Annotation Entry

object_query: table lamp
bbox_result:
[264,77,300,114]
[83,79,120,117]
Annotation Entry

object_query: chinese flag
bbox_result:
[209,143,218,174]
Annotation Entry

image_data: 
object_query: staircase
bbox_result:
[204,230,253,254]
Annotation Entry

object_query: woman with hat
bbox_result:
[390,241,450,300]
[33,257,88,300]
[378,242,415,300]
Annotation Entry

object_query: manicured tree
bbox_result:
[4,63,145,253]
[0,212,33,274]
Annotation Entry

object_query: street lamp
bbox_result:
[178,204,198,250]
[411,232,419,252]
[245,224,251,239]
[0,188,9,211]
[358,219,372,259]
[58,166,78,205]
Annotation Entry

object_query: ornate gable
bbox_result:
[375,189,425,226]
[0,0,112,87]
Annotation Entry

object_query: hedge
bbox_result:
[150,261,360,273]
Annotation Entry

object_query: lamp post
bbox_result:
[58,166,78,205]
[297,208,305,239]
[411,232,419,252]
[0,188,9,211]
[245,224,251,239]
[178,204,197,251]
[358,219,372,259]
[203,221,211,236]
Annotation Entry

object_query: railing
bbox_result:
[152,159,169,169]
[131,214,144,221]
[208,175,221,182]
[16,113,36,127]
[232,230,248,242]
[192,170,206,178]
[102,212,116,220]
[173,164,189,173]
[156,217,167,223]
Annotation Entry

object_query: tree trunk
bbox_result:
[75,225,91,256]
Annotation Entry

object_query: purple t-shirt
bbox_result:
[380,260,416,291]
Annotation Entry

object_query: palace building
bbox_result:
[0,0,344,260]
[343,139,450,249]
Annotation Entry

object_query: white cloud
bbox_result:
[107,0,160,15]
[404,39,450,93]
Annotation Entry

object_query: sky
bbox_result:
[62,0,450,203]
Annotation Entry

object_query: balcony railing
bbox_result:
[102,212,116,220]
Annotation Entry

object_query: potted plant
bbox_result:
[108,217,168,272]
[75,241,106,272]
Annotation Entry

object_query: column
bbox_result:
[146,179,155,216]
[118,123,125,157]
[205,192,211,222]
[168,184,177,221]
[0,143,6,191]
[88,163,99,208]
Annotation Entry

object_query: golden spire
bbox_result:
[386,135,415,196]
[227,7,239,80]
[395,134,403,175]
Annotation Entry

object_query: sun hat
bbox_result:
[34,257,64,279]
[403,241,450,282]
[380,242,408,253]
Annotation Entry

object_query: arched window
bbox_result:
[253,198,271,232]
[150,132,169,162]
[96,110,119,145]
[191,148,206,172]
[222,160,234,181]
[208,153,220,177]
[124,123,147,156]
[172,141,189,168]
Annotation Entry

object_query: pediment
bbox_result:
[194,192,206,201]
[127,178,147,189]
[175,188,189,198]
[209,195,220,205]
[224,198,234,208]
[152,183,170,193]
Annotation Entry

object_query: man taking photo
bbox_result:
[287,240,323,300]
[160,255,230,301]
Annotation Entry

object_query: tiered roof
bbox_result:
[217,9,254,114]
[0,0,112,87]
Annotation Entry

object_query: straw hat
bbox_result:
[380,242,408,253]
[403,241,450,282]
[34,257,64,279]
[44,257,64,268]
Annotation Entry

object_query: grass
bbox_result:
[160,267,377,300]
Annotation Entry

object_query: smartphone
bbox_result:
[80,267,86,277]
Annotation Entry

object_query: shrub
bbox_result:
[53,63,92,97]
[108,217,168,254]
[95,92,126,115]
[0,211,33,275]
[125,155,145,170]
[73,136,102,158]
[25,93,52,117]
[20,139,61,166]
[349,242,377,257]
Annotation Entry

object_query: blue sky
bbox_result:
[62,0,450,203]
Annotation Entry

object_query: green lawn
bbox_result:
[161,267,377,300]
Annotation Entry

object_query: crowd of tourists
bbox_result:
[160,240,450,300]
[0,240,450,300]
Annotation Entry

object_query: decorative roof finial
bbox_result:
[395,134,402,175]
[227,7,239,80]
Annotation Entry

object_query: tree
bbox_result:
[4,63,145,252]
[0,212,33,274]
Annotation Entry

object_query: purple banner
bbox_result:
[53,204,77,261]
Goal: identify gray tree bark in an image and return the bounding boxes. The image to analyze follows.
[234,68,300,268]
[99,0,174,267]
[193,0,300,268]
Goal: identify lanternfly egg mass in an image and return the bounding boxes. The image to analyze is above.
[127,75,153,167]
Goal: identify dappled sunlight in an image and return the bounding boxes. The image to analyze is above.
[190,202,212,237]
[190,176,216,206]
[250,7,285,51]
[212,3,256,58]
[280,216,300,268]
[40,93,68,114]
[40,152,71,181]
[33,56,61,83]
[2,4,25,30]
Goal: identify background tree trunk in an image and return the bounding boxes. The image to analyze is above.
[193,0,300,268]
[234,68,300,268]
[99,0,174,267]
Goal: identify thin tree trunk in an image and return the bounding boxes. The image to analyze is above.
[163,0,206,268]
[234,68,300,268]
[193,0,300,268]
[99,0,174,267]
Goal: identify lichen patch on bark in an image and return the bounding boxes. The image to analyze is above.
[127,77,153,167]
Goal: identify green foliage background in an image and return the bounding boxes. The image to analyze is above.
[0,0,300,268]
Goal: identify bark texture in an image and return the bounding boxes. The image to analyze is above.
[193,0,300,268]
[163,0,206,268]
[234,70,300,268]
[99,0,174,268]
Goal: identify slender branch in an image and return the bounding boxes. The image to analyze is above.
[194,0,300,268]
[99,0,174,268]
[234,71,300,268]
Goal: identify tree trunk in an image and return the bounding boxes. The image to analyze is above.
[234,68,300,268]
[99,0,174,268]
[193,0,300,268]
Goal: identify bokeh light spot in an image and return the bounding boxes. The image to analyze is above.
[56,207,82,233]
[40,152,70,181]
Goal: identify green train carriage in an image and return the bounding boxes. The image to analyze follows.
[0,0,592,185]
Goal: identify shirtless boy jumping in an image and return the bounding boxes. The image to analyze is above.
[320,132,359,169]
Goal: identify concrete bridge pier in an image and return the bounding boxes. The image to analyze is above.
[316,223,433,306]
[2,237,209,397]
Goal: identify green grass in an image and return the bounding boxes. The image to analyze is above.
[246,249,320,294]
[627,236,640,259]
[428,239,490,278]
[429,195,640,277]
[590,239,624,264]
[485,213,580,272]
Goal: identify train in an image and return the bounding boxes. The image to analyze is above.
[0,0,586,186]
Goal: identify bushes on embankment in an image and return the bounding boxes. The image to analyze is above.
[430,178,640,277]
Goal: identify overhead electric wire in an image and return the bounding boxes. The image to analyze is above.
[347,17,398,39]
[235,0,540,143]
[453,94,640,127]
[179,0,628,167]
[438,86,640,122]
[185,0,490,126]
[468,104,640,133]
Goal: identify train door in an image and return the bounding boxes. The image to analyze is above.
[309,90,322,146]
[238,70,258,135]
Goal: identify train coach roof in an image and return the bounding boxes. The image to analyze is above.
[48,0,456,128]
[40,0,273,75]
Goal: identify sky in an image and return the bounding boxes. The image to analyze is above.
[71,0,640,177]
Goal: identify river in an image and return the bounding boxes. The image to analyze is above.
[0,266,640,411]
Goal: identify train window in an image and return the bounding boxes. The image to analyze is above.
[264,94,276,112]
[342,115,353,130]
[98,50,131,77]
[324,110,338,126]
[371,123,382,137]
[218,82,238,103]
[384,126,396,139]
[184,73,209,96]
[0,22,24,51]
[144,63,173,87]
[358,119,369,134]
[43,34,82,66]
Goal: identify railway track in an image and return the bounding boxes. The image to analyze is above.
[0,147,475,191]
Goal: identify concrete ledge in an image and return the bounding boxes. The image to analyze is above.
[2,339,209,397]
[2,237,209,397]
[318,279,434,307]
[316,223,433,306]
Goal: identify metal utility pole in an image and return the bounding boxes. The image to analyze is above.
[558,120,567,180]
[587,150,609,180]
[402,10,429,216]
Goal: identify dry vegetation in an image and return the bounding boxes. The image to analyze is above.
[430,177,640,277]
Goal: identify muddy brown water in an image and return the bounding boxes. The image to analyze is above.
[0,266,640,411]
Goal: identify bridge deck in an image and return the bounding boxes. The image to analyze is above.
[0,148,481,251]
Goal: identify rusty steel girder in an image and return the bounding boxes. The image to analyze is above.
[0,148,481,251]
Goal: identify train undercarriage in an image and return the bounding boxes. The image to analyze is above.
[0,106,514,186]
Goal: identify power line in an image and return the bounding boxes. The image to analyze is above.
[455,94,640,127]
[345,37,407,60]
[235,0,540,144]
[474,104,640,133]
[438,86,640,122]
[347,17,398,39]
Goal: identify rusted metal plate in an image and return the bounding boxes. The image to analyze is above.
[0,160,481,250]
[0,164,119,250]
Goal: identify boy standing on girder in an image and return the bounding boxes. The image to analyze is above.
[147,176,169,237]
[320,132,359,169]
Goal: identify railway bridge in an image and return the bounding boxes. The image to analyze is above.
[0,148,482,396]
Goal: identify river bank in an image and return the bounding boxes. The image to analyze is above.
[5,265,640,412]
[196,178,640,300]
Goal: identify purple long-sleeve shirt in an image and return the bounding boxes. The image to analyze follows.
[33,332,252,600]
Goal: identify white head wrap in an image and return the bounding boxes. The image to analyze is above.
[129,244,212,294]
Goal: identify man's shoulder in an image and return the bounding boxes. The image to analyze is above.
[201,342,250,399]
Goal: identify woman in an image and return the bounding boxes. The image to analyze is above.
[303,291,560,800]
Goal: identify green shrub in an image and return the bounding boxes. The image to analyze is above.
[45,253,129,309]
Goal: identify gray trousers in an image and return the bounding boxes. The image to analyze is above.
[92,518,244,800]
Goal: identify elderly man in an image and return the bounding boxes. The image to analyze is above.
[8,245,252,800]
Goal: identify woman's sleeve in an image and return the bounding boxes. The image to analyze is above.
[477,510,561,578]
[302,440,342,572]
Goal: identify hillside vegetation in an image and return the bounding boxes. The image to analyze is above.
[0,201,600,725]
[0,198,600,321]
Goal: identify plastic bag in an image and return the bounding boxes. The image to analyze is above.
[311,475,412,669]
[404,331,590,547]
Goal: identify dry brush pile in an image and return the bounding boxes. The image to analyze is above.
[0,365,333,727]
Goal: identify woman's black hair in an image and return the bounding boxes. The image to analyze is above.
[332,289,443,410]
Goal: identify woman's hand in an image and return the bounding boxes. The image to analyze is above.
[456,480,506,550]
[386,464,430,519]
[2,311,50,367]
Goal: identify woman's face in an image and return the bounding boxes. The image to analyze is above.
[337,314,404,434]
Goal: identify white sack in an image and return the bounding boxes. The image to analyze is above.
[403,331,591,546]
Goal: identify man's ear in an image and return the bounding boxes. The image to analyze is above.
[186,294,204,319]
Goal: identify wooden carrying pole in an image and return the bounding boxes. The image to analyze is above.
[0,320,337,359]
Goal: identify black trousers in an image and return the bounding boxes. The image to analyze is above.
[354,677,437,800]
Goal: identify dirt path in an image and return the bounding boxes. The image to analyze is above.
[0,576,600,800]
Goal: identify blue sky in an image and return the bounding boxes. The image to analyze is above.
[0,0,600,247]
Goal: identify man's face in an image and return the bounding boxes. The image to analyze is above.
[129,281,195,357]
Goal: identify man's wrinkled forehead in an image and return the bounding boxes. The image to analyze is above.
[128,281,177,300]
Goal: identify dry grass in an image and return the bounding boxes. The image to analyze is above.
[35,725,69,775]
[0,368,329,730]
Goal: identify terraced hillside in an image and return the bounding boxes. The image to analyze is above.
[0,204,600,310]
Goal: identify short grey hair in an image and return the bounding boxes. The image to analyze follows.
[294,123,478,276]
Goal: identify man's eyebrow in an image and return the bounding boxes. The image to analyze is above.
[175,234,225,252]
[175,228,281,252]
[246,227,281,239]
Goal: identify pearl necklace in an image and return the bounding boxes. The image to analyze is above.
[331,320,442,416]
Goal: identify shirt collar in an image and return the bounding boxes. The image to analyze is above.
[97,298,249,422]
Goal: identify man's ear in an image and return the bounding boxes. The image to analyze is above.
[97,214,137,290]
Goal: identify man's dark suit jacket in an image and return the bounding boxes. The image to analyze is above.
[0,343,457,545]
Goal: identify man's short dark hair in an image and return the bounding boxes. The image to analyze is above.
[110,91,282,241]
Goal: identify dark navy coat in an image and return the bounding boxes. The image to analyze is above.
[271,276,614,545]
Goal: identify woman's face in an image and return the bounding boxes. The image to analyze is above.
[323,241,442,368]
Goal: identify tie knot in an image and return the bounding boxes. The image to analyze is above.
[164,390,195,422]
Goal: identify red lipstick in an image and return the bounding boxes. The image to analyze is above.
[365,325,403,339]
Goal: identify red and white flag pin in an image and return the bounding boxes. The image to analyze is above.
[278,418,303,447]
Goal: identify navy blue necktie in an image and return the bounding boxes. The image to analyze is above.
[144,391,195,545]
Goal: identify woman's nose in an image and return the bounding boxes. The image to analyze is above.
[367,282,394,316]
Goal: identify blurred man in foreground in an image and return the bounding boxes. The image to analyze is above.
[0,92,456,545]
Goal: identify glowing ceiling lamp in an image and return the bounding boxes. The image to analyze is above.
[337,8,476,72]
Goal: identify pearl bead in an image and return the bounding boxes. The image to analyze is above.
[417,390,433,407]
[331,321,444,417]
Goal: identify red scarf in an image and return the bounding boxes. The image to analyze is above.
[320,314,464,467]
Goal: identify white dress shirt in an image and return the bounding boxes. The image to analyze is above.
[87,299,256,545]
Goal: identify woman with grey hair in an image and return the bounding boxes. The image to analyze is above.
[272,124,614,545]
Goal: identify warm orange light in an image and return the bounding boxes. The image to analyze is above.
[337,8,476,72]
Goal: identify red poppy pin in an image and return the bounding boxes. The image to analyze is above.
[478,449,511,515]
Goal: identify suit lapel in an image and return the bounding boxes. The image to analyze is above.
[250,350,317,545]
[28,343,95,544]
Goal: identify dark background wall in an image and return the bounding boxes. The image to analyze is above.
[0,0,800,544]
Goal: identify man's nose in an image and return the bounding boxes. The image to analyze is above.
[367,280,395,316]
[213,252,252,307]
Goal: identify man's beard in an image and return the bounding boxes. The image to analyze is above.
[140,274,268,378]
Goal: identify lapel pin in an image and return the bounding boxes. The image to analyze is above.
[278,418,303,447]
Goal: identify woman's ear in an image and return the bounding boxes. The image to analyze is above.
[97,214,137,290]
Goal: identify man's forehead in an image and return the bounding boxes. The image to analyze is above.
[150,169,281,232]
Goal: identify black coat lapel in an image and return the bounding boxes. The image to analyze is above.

^^^^

What this task involves: Rewrite the material from the line containing "Goal: identify wooden" through the line containing "[0,0,600,247]", inclusive, substituting "locate" for every "identify" and keeping everything else the same.

Answer to this exercise:
Goal: locate wooden carrying pole in an image and return the bounding boxes. The image to analyze is above.
[0,320,337,359]
Goal: locate black trousers in an image and return the bounding boxes. The image to analyze is above.
[354,677,437,800]
Goal: locate dirt path in an image and return the bounding boxes. The image to analyze is above.
[0,576,600,800]
Goal: locate blue sky in an image and return the bounding boxes. The image to analyze is above.
[0,0,600,247]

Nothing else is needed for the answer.